■ AIM OF THE EXERCISE
Where the string "glass" shows up in a line of the records, copy that line.

Entries taken from a collection
[Start of section]

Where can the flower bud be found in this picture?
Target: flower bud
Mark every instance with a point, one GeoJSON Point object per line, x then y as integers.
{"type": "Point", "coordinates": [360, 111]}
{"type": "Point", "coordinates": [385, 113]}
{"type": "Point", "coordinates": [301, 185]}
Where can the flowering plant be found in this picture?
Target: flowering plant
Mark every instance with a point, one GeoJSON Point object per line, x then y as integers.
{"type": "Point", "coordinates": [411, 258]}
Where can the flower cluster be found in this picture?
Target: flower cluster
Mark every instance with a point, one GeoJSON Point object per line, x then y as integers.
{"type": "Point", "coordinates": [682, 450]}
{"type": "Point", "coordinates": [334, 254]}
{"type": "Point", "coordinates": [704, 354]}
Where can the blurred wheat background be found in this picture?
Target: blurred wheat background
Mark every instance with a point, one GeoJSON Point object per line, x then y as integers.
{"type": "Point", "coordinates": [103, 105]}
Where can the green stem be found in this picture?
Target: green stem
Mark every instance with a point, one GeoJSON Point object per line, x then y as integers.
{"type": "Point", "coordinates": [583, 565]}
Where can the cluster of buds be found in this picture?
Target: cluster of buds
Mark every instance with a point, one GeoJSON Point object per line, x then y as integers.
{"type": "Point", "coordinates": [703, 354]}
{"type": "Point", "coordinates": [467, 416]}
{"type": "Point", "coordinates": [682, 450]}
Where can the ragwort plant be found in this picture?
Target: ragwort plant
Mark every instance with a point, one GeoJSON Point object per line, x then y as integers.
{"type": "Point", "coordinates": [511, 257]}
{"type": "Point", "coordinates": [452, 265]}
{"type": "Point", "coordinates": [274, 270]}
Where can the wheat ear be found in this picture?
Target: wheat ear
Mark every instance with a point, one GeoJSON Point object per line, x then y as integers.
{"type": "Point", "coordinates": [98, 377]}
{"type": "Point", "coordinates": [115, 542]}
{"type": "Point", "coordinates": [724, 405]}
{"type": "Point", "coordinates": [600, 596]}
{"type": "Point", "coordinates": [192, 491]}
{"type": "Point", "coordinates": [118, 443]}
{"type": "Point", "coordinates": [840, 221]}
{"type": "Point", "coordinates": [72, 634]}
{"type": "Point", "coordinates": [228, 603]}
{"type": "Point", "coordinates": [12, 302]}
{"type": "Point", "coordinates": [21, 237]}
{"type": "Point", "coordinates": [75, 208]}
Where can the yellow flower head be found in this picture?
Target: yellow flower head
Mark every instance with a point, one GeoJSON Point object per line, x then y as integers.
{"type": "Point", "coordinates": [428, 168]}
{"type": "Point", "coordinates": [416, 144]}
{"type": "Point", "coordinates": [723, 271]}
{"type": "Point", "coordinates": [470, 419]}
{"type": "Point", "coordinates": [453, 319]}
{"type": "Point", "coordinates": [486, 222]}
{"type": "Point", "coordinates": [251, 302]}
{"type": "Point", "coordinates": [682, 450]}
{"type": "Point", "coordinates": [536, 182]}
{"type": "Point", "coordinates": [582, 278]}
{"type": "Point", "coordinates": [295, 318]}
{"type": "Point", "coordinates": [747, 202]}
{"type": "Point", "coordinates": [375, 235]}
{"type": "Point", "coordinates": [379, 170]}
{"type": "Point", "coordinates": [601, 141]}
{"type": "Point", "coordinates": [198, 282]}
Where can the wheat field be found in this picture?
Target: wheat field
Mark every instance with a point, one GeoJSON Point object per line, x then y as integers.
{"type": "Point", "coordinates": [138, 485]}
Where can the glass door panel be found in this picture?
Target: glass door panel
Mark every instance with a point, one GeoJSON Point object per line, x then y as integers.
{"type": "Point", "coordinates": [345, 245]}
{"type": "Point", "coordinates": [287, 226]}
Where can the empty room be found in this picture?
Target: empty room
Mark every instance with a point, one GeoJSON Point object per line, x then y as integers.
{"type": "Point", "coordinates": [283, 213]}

[End of section]

■ SOLUTION BELOW
Where can the glass door panel be found in this picture?
Target: glass door panel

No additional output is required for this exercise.